SOURCE EXCERPT:
◇ ◇ ◇ ◇ ◇ ◇ ◇
When you hear the word "paywall," the newspaper Newsday and all of their 31 paying subscribers immediately comes to mind.

Incidentally, didn't News Corp. flirt with the idea of building a paywall for its New York Post (which is a rival rag of Newsday in New York)?
 
Looking at this, it's not actually a "paywall", as no money is changing hands, but rather, giving preferential treatment to cable subscribers instead of those who get Fox via satellite or over-the-air. Just like First Class passengers getting to board an airplane first before everyone else.

That being said, what if you subscribe to cable only for internet and phone, and you get your TV through other means?
 
PTBoardOp94 said:
Mark said:
And a torrent systems demands you upload, so you're gonna have to spend some bandwidth in that direction as well. If you download an occasional show you missed it won't make much of a difference, but if you use it as your main source of TV, even a 250gb cap will hurt you if you DL high def.
250 hours of HD content a month isn't enough for you?
◇ ◇ ◇ ◇ ◇ ◇ ◇
EXERCISE SET:
1) Name every news or media company and outlet that the forum excerpt mentions.
2) Tally the lines of the listing that contain the string "background", where case counts, and reply with the number alone.

ENTRIES SUPPLIED:
◇ ◇ ◇ ◇ ◇ ◇ ◇
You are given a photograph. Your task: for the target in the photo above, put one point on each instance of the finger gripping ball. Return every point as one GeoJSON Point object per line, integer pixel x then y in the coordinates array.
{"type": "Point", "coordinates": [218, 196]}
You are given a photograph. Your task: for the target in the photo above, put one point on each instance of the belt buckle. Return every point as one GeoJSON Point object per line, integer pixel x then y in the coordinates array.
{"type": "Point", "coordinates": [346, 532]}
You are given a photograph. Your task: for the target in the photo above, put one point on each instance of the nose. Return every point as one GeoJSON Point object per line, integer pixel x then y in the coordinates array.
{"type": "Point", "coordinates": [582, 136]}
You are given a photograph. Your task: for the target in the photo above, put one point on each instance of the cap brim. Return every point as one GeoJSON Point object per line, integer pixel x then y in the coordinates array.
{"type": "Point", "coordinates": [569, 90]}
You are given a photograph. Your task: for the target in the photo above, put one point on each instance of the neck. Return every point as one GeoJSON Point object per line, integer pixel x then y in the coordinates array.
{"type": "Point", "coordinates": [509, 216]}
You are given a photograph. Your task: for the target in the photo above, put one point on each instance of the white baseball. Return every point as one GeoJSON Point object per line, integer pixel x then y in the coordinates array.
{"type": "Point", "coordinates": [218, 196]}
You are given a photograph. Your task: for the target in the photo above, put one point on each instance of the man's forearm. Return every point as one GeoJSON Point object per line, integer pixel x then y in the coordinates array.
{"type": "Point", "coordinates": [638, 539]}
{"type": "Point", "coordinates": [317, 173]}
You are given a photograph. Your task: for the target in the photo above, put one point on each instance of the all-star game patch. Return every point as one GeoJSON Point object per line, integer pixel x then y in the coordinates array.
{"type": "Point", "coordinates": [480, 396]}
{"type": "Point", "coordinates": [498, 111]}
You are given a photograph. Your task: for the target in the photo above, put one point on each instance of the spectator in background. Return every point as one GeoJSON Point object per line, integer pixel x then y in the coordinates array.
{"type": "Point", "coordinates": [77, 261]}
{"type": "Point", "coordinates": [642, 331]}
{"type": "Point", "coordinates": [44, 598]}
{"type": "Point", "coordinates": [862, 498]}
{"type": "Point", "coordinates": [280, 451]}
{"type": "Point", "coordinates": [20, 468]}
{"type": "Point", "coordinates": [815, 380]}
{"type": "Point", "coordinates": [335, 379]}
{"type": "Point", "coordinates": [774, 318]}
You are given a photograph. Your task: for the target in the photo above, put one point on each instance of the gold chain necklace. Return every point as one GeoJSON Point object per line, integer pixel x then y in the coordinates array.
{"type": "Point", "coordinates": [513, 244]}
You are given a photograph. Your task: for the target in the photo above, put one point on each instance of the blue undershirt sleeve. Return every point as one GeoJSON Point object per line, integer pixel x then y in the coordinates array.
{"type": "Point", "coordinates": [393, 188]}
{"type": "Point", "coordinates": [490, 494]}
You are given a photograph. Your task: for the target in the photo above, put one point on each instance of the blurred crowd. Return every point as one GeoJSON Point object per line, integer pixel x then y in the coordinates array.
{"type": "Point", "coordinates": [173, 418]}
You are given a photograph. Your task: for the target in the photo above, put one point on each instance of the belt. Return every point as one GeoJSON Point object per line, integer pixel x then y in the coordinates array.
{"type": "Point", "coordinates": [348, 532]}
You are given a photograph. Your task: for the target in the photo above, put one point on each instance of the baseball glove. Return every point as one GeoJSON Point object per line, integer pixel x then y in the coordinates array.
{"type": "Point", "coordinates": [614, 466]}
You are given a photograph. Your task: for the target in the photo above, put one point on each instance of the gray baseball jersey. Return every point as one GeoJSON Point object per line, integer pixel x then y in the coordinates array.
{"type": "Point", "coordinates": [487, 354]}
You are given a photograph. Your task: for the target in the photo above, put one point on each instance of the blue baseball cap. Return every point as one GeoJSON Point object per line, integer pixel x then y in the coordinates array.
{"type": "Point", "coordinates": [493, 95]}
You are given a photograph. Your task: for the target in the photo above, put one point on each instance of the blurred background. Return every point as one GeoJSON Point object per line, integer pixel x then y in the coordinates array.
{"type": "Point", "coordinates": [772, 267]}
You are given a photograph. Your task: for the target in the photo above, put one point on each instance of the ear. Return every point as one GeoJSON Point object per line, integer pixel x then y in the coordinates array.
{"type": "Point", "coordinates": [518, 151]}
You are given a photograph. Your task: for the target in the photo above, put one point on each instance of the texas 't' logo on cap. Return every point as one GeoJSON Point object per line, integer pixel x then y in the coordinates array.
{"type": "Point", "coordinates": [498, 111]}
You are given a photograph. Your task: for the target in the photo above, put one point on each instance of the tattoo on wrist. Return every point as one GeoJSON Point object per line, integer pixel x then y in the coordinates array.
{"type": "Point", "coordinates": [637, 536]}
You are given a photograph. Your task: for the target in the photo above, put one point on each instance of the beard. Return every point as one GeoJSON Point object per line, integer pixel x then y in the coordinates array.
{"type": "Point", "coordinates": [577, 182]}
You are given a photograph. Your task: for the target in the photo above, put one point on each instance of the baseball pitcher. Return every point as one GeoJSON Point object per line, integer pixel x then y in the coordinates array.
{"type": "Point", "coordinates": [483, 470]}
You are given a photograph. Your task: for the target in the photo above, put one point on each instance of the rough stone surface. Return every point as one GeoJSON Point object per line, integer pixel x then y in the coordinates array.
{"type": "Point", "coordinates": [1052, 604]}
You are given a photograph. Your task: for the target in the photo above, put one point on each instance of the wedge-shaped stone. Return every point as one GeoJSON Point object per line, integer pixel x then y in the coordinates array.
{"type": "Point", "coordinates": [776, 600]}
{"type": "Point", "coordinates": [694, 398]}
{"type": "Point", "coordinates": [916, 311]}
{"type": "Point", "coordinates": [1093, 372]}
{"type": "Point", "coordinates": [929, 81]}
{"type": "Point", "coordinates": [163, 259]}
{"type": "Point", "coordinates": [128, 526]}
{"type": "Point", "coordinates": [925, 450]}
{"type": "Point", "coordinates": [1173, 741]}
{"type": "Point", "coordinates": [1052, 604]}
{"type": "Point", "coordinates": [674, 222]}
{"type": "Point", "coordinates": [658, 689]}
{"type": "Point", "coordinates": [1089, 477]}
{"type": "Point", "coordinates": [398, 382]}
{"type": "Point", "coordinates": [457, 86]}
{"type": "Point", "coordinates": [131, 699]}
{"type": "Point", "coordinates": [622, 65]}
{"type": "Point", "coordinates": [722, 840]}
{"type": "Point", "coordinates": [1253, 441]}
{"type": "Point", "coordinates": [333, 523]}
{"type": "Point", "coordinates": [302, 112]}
◇ ◇ ◇ ◇ ◇ ◇ ◇
EXPECTED OUTPUTS:
1) Newsday, News Corp., the New York Post, Fox

2) 2